## INPUT MATERIAL
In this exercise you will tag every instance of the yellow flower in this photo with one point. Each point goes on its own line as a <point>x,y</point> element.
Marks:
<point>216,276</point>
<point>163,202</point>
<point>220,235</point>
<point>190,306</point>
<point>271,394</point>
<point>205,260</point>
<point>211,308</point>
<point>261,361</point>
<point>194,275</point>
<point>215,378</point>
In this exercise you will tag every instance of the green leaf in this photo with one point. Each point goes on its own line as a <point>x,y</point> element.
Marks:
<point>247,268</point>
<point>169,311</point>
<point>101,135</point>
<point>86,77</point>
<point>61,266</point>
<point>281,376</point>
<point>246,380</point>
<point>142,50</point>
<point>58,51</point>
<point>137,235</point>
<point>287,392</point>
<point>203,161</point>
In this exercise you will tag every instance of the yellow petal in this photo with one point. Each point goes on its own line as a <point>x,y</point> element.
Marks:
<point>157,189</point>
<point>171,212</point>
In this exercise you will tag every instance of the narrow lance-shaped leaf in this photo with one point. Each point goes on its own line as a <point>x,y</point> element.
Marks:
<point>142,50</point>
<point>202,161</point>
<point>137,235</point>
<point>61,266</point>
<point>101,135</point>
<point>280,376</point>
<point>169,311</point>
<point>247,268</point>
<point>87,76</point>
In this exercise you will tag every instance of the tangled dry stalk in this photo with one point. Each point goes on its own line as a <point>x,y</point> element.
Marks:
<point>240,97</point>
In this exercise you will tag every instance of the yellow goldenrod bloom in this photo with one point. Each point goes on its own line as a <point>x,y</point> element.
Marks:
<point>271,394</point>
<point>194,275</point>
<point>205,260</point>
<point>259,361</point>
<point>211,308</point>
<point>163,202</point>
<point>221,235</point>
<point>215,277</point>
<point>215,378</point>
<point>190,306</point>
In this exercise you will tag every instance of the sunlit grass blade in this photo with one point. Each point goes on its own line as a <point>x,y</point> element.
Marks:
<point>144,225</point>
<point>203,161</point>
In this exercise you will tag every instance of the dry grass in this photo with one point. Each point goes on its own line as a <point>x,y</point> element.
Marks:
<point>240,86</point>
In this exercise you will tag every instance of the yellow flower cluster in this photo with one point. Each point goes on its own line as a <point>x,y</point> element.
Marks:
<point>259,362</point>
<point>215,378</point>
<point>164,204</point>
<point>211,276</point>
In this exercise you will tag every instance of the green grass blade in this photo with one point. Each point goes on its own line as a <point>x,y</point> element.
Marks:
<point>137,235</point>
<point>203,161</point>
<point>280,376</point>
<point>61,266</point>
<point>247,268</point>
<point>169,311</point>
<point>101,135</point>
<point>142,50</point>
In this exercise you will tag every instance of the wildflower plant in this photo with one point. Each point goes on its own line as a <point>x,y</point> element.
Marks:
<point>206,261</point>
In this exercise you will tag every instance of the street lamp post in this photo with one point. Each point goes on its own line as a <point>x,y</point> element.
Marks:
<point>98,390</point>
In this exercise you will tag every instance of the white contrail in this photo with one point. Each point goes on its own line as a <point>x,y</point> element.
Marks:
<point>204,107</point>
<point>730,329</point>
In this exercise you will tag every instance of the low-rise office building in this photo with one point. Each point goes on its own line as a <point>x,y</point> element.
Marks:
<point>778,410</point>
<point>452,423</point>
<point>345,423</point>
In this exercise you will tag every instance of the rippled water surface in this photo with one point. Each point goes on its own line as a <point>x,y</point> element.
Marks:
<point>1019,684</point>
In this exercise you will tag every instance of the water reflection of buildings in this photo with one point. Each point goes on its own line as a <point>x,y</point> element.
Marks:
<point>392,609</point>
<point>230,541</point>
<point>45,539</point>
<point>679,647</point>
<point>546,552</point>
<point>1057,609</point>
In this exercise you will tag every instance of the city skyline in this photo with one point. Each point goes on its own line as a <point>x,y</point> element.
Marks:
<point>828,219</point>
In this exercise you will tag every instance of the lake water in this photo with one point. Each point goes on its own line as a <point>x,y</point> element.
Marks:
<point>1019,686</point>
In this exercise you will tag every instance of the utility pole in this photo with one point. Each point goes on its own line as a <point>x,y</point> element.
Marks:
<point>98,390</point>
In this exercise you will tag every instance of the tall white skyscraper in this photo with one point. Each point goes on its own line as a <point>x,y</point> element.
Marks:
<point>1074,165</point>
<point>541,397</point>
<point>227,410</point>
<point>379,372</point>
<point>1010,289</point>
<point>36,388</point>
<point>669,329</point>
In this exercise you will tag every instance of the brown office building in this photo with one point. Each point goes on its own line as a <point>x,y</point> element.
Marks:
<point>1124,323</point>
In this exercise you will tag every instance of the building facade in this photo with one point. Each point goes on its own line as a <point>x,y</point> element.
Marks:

## TASK OBJECTIVE
Print, without changes, the lines from the items above, starting with the line that contains "In this exercise you will tag every instance of the rippled" and going on through the line that contains "<point>1019,684</point>", including both of those lines.

## PROBLEM SOLUTION
In this exercise you will tag every instance of the rippled water surface in this photo with one point. Each point goes on its own line as a <point>x,y</point> element.
Marks:
<point>1019,684</point>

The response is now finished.